[Region pointing data]
※ ※ ※
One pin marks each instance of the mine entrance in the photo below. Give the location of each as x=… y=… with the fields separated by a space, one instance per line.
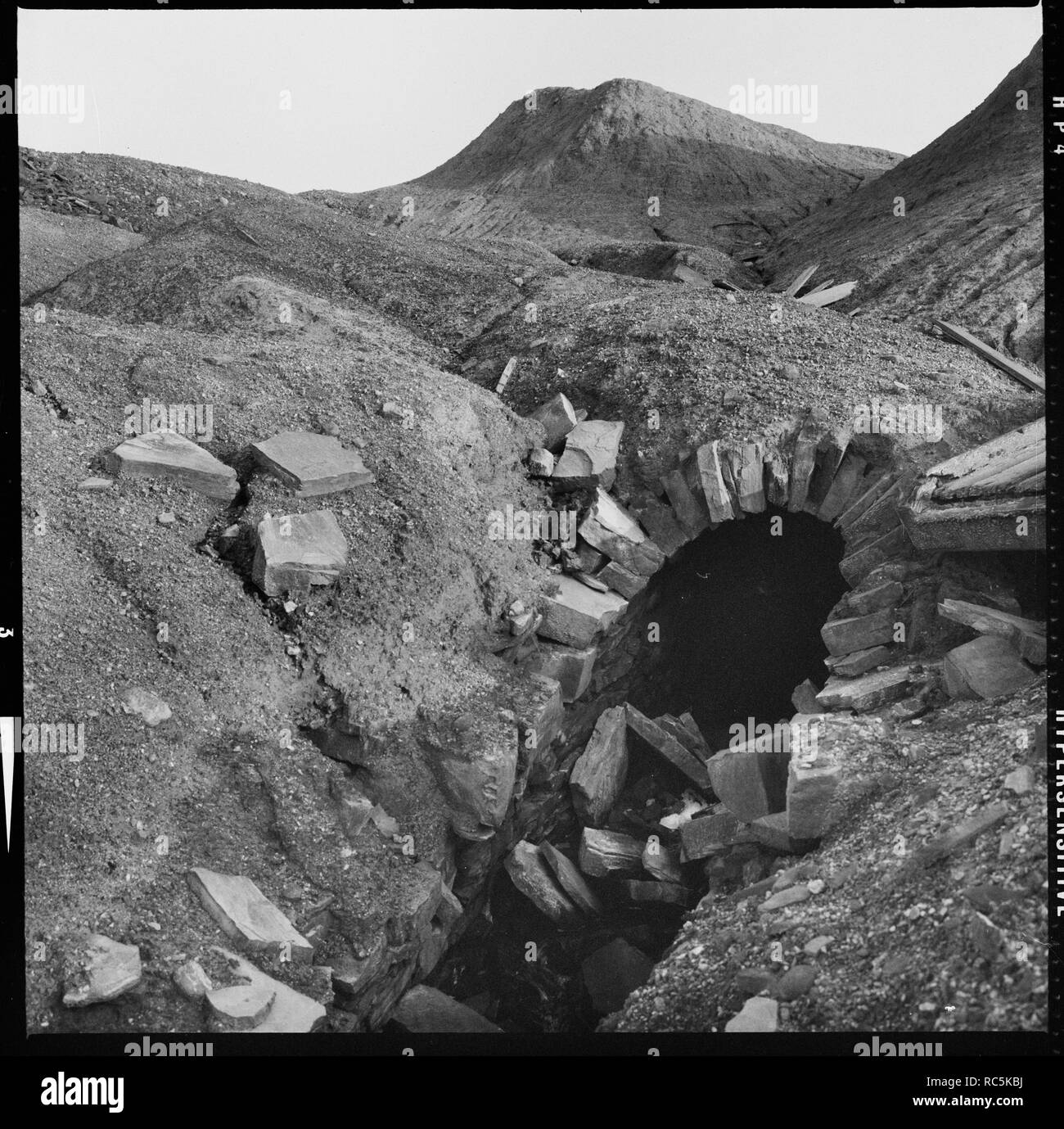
x=739 y=613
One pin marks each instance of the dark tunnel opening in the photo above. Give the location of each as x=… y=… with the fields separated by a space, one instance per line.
x=739 y=612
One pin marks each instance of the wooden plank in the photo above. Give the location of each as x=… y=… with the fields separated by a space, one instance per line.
x=994 y=478
x=800 y=279
x=1022 y=440
x=1015 y=369
x=826 y=297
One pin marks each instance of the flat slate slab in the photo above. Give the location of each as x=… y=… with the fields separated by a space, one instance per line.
x=557 y=418
x=860 y=632
x=670 y=747
x=578 y=613
x=571 y=879
x=670 y=893
x=428 y=1010
x=290 y=1014
x=610 y=852
x=745 y=780
x=858 y=662
x=297 y=551
x=570 y=666
x=611 y=529
x=613 y=973
x=867 y=691
x=169 y=455
x=811 y=781
x=312 y=464
x=590 y=454
x=244 y=912
x=986 y=667
x=107 y=970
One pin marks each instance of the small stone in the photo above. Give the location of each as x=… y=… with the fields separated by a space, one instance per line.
x=151 y=706
x=782 y=899
x=241 y=1007
x=1020 y=780
x=192 y=982
x=541 y=463
x=754 y=982
x=107 y=969
x=759 y=1015
x=796 y=982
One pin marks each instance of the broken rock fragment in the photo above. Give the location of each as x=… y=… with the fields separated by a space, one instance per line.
x=670 y=747
x=660 y=861
x=760 y=1015
x=668 y=893
x=610 y=852
x=598 y=776
x=298 y=550
x=571 y=879
x=841 y=637
x=613 y=973
x=244 y=912
x=570 y=666
x=590 y=455
x=291 y=1013
x=151 y=706
x=1027 y=636
x=241 y=1007
x=169 y=455
x=428 y=1010
x=578 y=613
x=534 y=879
x=868 y=691
x=557 y=418
x=986 y=667
x=811 y=781
x=857 y=662
x=312 y=464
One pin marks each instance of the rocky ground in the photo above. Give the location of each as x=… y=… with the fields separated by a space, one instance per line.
x=969 y=245
x=304 y=314
x=588 y=160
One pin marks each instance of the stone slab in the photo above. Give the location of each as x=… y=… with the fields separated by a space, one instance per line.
x=598 y=776
x=244 y=912
x=577 y=614
x=986 y=667
x=312 y=464
x=295 y=551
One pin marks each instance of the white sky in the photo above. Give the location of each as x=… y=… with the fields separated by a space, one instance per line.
x=379 y=97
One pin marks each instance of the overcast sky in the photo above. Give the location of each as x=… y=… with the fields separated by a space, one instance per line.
x=379 y=97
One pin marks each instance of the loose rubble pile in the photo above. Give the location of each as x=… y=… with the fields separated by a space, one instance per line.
x=747 y=805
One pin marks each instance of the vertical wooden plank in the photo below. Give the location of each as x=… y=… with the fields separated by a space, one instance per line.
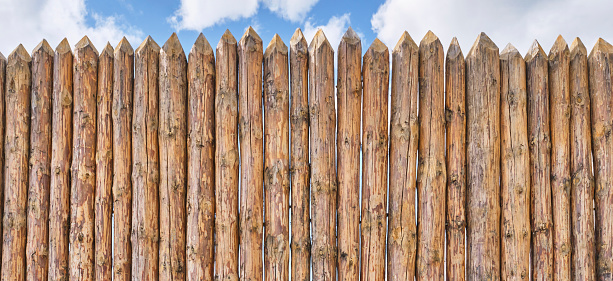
x=601 y=87
x=61 y=154
x=539 y=138
x=300 y=169
x=402 y=230
x=560 y=157
x=431 y=171
x=16 y=142
x=374 y=161
x=145 y=163
x=37 y=262
x=349 y=102
x=83 y=169
x=483 y=160
x=123 y=90
x=172 y=136
x=322 y=117
x=583 y=262
x=201 y=160
x=276 y=161
x=104 y=167
x=251 y=155
x=455 y=117
x=515 y=174
x=226 y=159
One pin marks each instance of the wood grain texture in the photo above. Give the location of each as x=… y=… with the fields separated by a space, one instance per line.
x=349 y=102
x=17 y=146
x=145 y=163
x=483 y=160
x=172 y=137
x=37 y=246
x=300 y=168
x=515 y=163
x=61 y=154
x=404 y=135
x=374 y=161
x=226 y=159
x=583 y=262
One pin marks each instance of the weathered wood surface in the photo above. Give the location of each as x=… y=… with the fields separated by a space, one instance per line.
x=226 y=159
x=431 y=170
x=37 y=262
x=17 y=146
x=172 y=137
x=300 y=169
x=322 y=117
x=374 y=161
x=404 y=135
x=483 y=160
x=200 y=161
x=349 y=103
x=455 y=117
x=145 y=163
x=583 y=262
x=515 y=175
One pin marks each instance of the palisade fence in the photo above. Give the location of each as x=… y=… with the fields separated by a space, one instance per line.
※ ※ ※
TASK DIRECTIONS: Please output all of the data exactly as given, omitting any images it holds.

RESPONSE TO THE EXERCISE:
One pin marks each instance of the mine entrance in the photo below. Give the location of each as x=… y=… with the fields separated by a space, one instance per line.
x=739 y=613
One pin marks each instance of the dark tunnel opening in the photo above. Give the location of each as x=… y=… with the fields separated by a space, one instance per line.
x=739 y=612
One pin marks each instance of the wooden plank in the photo above. Give the location of each as x=… y=… with the fields separated by a space, one instance per line.
x=994 y=478
x=800 y=279
x=1022 y=440
x=1015 y=369
x=826 y=297
One pin marks each instance of the flat slate slab in the photo above. Give the location of each as x=… y=… with the fields separated by a space, one instance per line.
x=557 y=418
x=860 y=632
x=670 y=747
x=578 y=613
x=571 y=879
x=670 y=893
x=428 y=1010
x=290 y=1014
x=610 y=852
x=745 y=780
x=858 y=662
x=297 y=551
x=570 y=666
x=611 y=529
x=613 y=973
x=867 y=691
x=169 y=455
x=811 y=781
x=312 y=464
x=590 y=454
x=244 y=912
x=986 y=667
x=107 y=970
One pin marks each instance of the small stone in the photo above. Give the location of each as x=… y=… with the fields separated by a space, one instance per line.
x=151 y=706
x=782 y=899
x=241 y=1007
x=1020 y=780
x=192 y=982
x=541 y=463
x=754 y=982
x=107 y=969
x=759 y=1015
x=796 y=982
One pin marks each instance of the broken rock fragment in the photo above. Give the location of each as x=… y=… with the fields separated by a space, one instance per line.
x=670 y=747
x=660 y=861
x=760 y=1015
x=668 y=893
x=610 y=852
x=598 y=776
x=298 y=550
x=571 y=879
x=841 y=637
x=613 y=973
x=244 y=912
x=570 y=666
x=590 y=455
x=291 y=1013
x=151 y=706
x=1027 y=636
x=241 y=1007
x=169 y=455
x=428 y=1010
x=578 y=613
x=534 y=879
x=868 y=691
x=557 y=418
x=986 y=667
x=811 y=781
x=857 y=662
x=312 y=464
One pin marks each instance of the rocky ground in the photo above. Give the location of each as x=… y=… with the fields separated by a space, one instance per line.
x=969 y=245
x=304 y=314
x=588 y=160
One pin marks each instance of the stone slab in the photo above. Give the location of each as x=… y=… with the fields separated by a space, one instance per line.
x=598 y=776
x=244 y=912
x=577 y=614
x=986 y=667
x=312 y=464
x=295 y=551
One pin marks each instance of the white sky in the photo above. Give the location of each as x=… y=… with the fields separated by a space, one instance per line.
x=379 y=97
One pin marks each instance of the overcast sky in the photo above. Give the location of each as x=… y=… with the fields separated by a space, one instance per line.
x=379 y=97
One pin marks each instance of the loose rubble pile in the photo above. Give the location of each as x=… y=… with the fields separated by a space, one instance per line.
x=747 y=805
One pin marks each instance of the vertical wooden plank in the photo below. Give the location of each as x=… y=… with the fields separated by a space, one instance per line.
x=601 y=87
x=61 y=154
x=539 y=138
x=300 y=169
x=402 y=230
x=560 y=157
x=431 y=171
x=16 y=142
x=374 y=161
x=145 y=163
x=37 y=262
x=349 y=102
x=83 y=169
x=483 y=160
x=123 y=90
x=172 y=136
x=322 y=117
x=583 y=262
x=201 y=160
x=276 y=161
x=104 y=167
x=251 y=155
x=455 y=117
x=515 y=174
x=226 y=159
One pin marks each instance of the wood grain texture in the photo above. Give the location of each as x=… y=… with the fields separated by a space, one instance per line.
x=349 y=102
x=17 y=146
x=145 y=163
x=483 y=160
x=172 y=137
x=37 y=246
x=300 y=168
x=515 y=163
x=61 y=154
x=404 y=135
x=374 y=161
x=226 y=159
x=583 y=262
One pin marks each instance of the weathered wood surface in the photo above. Give the location of each as x=… y=… with the fields separated by a space, one instance per line.
x=226 y=159
x=431 y=170
x=37 y=262
x=17 y=146
x=172 y=137
x=300 y=169
x=322 y=117
x=374 y=161
x=404 y=135
x=483 y=160
x=200 y=161
x=349 y=103
x=455 y=117
x=145 y=163
x=583 y=262
x=515 y=175
One pin marks each instance of the palisade fence in the photo above. Give the location of each as x=… y=… with the fields separated by a space, one instance per line.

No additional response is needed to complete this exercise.